■ **Extrait de texte**

>>>>

Voir ou revoir, les œuvres en vrai, et non leurs reproductions, d’un peintre connu et reconnu comme un maillon important de l’histoire de l’art, c’est toujours un événement. Pour le « monde » de l’art, d’abord, car ça permet aux critiques et aux historiens d’affûter leurs arguments, et de confronter des œuvres éparpillées dans les musées du monde et les collections privées. Pour soi, ensuite, surtout si la connaissance de l’artiste est partielle, et se cantonne aux mêmes œuvres reproduites. Le peintre espagnol du Siècle d’or, Diego Vélasquez[1] (1599-1660), fait partie pour moi de cette catégorie, dont les seules œuvres vues sont celles accrochées au Prado de Madrid, ce qui n’est pas si mal car ce musée conserve jalousement environ la moitié des peintures authentifiées de ce peintre, soit une quarantaine d’œuvres. Mais en même temps, le Prado ne prête que très peu de tableaux de sa collection pour des expositions extérieures[2], et jamais le célèbre « Les Ménines » ou « La famille de Philippe IV » peint entre 1656 et 1657. Vélasquez, peintre « lent » parce que réfléchi, a peu produit, de plus une partie de son œuvre a été détruite ou endommagée par l’incendie qui ravagea le Palais royal de Madrid en 1734.

 

Tout de même, l’exposition « Vélasquez » qui se tient au Grand Palais[3] propose plus d’une trentaine d’œuvres du peintre, elle permet de suivre sa carrière, de comprendre et d’admirer son travail, de le comparer à celui de ses maîtres, comme Francisco Pacheco, de lire ses influences, comme Rubens ou Zurbaran, puis l’Italie[4] et Caravage, de le jauger au travail de ses contemporains et des élèves de son atelier, dont Juan de Pareja, le plus doué, ou son gendre Martinez del Mazo. Autant ce dernier paraissait habile et bon peintre tant qu’il était sous la coupe de son maître et beau-père, autant son œuvre devient pâle et laborieuse à la disparition de Vélasquez.

<<<<

■ **Énoncé 1**
Renvoie toutes les lignes des entrées ci-dessous qui contiennent la chaîne « camouflage ». La casse compte.

(Extraits de données de pointage)
>>>>

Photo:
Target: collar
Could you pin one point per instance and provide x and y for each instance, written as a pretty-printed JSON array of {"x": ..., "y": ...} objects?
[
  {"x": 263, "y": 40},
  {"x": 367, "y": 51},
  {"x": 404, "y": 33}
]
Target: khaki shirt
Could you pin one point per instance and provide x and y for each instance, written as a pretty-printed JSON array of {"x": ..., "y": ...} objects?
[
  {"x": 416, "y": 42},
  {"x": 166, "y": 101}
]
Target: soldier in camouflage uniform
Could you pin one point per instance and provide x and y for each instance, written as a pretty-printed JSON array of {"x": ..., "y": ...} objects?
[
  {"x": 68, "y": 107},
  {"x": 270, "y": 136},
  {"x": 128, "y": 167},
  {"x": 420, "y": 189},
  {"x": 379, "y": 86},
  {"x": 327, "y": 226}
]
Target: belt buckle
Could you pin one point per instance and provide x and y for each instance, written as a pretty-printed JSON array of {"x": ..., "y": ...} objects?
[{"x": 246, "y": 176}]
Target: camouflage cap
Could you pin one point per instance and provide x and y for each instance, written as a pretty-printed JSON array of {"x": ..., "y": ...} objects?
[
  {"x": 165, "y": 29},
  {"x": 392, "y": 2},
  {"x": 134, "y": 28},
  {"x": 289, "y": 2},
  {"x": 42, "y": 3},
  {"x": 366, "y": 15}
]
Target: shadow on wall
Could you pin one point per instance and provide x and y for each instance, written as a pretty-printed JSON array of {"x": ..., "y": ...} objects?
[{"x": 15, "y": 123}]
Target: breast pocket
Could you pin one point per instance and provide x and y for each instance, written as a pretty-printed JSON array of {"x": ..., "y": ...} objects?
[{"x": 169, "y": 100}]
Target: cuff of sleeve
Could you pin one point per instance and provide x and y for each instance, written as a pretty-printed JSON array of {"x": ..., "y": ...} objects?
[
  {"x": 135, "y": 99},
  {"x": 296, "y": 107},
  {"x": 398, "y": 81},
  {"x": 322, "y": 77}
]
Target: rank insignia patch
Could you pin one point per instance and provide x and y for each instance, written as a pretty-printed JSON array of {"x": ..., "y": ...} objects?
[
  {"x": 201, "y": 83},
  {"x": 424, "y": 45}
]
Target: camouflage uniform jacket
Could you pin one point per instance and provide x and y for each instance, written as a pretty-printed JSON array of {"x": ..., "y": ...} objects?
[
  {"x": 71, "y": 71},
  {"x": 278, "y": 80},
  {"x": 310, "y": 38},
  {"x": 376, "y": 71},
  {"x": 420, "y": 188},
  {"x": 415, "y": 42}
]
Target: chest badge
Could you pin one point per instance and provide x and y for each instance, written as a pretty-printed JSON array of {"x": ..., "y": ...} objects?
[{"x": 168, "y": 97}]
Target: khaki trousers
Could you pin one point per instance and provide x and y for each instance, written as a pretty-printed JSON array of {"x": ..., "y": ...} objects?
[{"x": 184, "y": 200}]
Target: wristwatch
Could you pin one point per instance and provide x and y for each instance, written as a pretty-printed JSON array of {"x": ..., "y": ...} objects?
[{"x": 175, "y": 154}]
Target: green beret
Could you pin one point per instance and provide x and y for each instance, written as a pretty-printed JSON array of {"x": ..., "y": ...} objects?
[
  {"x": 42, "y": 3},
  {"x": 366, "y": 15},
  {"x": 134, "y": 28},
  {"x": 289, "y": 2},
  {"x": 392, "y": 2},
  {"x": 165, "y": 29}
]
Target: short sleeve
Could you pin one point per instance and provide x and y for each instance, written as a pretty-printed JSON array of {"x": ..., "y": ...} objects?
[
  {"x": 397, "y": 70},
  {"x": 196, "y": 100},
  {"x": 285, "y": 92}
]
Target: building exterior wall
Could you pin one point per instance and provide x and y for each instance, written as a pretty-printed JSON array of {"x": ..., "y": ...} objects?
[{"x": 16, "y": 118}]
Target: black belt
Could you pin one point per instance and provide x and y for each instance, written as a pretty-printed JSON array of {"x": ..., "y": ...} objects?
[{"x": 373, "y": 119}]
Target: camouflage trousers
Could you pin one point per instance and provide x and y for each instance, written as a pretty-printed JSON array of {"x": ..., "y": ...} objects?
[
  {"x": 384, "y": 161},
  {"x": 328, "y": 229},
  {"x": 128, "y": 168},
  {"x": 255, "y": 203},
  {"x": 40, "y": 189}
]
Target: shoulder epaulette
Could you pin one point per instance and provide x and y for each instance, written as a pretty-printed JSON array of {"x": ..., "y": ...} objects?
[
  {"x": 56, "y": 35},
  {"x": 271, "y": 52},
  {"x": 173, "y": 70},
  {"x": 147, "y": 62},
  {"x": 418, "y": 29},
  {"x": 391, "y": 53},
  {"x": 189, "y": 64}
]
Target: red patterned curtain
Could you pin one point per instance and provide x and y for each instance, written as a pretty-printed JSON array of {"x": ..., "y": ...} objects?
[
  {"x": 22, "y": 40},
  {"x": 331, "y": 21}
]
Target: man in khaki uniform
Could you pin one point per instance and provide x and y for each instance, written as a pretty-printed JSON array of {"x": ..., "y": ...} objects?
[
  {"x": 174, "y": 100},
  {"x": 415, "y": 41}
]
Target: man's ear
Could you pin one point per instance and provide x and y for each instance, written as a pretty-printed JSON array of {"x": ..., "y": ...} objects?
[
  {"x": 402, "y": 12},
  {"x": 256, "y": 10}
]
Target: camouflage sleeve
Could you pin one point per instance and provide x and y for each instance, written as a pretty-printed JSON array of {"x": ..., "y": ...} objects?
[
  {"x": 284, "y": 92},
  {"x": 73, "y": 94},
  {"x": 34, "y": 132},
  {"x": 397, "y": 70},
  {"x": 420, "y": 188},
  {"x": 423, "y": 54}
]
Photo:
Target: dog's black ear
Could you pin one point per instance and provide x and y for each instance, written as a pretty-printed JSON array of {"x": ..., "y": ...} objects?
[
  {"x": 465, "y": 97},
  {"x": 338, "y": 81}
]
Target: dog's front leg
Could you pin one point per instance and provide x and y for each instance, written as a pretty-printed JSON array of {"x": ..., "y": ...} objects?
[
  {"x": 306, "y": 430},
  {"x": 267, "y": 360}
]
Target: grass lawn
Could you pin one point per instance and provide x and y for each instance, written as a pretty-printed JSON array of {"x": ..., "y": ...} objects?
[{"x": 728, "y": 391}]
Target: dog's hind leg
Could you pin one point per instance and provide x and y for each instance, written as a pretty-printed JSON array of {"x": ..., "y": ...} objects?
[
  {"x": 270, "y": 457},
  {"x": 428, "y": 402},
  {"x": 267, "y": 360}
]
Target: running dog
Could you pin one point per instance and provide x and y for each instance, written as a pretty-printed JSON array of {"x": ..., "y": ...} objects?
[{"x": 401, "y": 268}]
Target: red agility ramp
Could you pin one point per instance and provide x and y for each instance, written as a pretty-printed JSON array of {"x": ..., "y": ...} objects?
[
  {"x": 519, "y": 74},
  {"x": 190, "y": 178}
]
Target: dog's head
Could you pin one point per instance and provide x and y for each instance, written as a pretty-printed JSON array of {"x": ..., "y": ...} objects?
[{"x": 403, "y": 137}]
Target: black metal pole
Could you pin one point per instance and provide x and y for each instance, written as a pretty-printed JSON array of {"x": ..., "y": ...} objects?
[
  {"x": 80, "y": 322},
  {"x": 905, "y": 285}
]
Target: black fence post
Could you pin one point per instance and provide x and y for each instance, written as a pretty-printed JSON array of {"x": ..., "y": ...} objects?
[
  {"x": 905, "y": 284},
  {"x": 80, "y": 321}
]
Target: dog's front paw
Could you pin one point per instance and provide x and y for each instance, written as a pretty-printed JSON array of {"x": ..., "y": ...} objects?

<<<<

■ **Énoncé 2**
Restitue intégralement, sans rien changer, le texte sur l'exposition Vélasquez.

■ **Réponse attendue 1**
Target: soldier in camouflage uniform
Target: camouflage cap
Target: camouflage uniform jacket
Target: camouflage trousers
Target: camouflage sleeve

■ **Réponse attendue 2**
Voir ou revoir, les œuvres en vrai, et non leurs reproductions, d’un peintre connu et reconnu comme un maillon important de l’histoire de l’art, c’est toujours un événement. Pour le « monde » de l’art, d’abord, car ça permet aux critiques et aux historiens d’affûter leurs arguments, et de confronter des œuvres éparpillées dans les musées du monde et les collections privées. Pour soi, ensuite, surtout si la connaissance de l’artiste est partielle, et se cantonne aux mêmes œuvres reproduites. Le peintre espagnol du Siècle d’or, Diego Vélasquez[1] (1599-1660), fait partie pour moi de cette catégorie, dont les seules œuvres vues sont celles accrochées au Prado de Madrid, ce qui n’est pas si mal car ce musée conserve jalousement environ la moitié des peintures authentifiées de ce peintre, soit une quarantaine d’œuvres. Mais en même temps, le Prado ne prête que très peu de tableaux de sa collection pour des expositions extérieures[2], et jamais le célèbre « Les Ménines » ou « La famille de Philippe IV » peint entre 1656 et 1657. Vélasquez, peintre « lent » parce que réfléchi, a peu produit, de plus une partie de son œuvre a été détruite ou endommagée par l’incendie qui ravagea le Palais royal de Madrid en 1734.

 

Tout de même, l’exposition « Vélasquez » qui se tient au Grand Palais[3] propose plus d’une trentaine d’œuvres du peintre, elle permet de suivre sa carrière, de comprendre et d’admirer son travail, de le comparer à celui de ses maîtres, comme Francisco Pacheco, de lire ses influences, comme Rubens ou Zurbaran, puis l’Italie[4] et Caravage, de le jauger au travail de ses contemporains et des élèves de son atelier, dont Juan de Pareja, le plus doué, ou son gendre Martinez del Mazo. Autant ce dernier paraissait habile et bon peintre tant qu’il était sous la coupe de son maître et beau-père, autant son œuvre devient pâle et laborieuse à la disparition de Vélasquez.